**TEXTO SELECIONADO**.
------------------------------------

Título: Balanços mostram ano recorde no setor
Autor: Boechat, Yan
Fonte: Valor Econômico, 03/04/2007, Empresas, p. B11

A primeira safra de balanços de empresas da construção civil, após a corrida ao mercado nos últimos 18 meses, permite elaborar um retrato inédito do setor no Brasil. Até então, as informações eram fornecidas ocasionalmente pelas empresas ou divulgadas pelas mãos de entidades do setor. Agora, com números auditados, é possível ver de forma mais clara qual o desempenho da construção civil no país. Levantamento realizado com onze das maiores companhias mostra um vigor invejável em 2006. Ao contrário de outros segmentos da economia brasileira, que, muitas vezes, comemoram índices de crescimento de um dígito, as empresas da construção civil estão expandindo seus negócios a uma taxa média de 50%. De acordo com a Fundação Getúlio Vargas (FGV), o setor como um todo, incluindo ai toda a cadeira produtiva, cresceu apenas 5,5% em 2006.

O desempenho das construtoras e incorporadoras que abriram o capital mostra a demanda reprimida acumulada ao longo da última década em um segmento específico. O crescimento vigoroso está concentrado nas empresas paulistas e cariocas, que aproveitaram a janela do mercado de capitais para iniciarem um inédito processo de profissionalização e expansão.

------------------------------------

**TRECHO DA FONTE**.

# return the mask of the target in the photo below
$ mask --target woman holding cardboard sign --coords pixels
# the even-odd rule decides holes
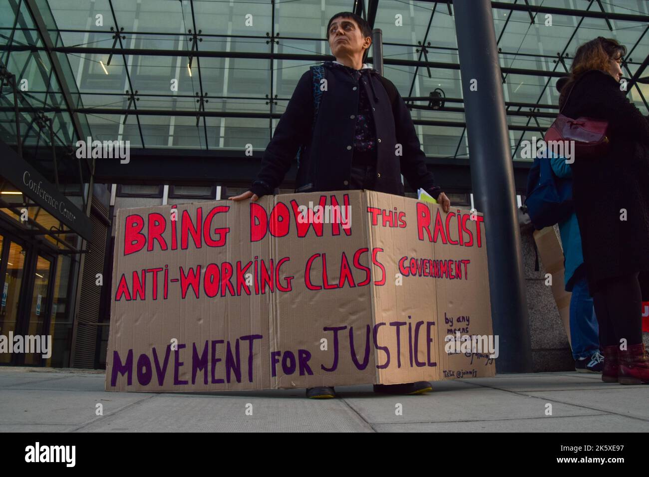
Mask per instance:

------------------------------------

**ATIVIDADES PROPOSTAS**.
• A. Copie do texto sobre os balanços da construção civil o trecho que começa em "A primeira safra" e termina em "5,5% em 2006.".
• B. De acordo com o texto sobre os balanços da construção civil, quanto o setor como um todo cresceu em 2006, segundo a Fundação Getúlio Vargas?
• C. Explique, com base no texto sobre os balanços da construção civil, por que agora é possível ver com mais clareza o desempenho do setor no país.
Não é preciso consultar os dados.

**RESPOSTAS**.
• A.
A primeira safra de balanços de empresas da construção civil, após a corrida ao mercado nos últimos 18 meses, permite elaborar um retrato inédito do setor no Brasil. Até então, as informações eram fornecidas ocasionalmente pelas empresas ou divulgadas pelas mãos de entidades do setor. Agora, com números auditados, é possível ver de forma mais clara qual o desempenho da construção civil no país. Levantamento realizado com onze das maiores companhias mostra um vigor invejável em 2006. Ao contrário de outros segmentos da economia brasileira, que, muitas vezes, comemoram índices de crescimento de um dígito, as empresas da construção civil estão expandindo seus negócios a uma taxa média de 50%. De acordo com a Fundação Getúlio Vargas (FGV), o setor como um todo, incluindo ai toda a cadeira produtiva, cresceu apenas 5,5% em 2006.

• B. 5,5%.

• C. Agora há números auditados, vindos dos balanços das empresas. Antes, as informações eram fornecidas apenas ocasionalmente pelas empresas ou divulgadas por entidades do setor.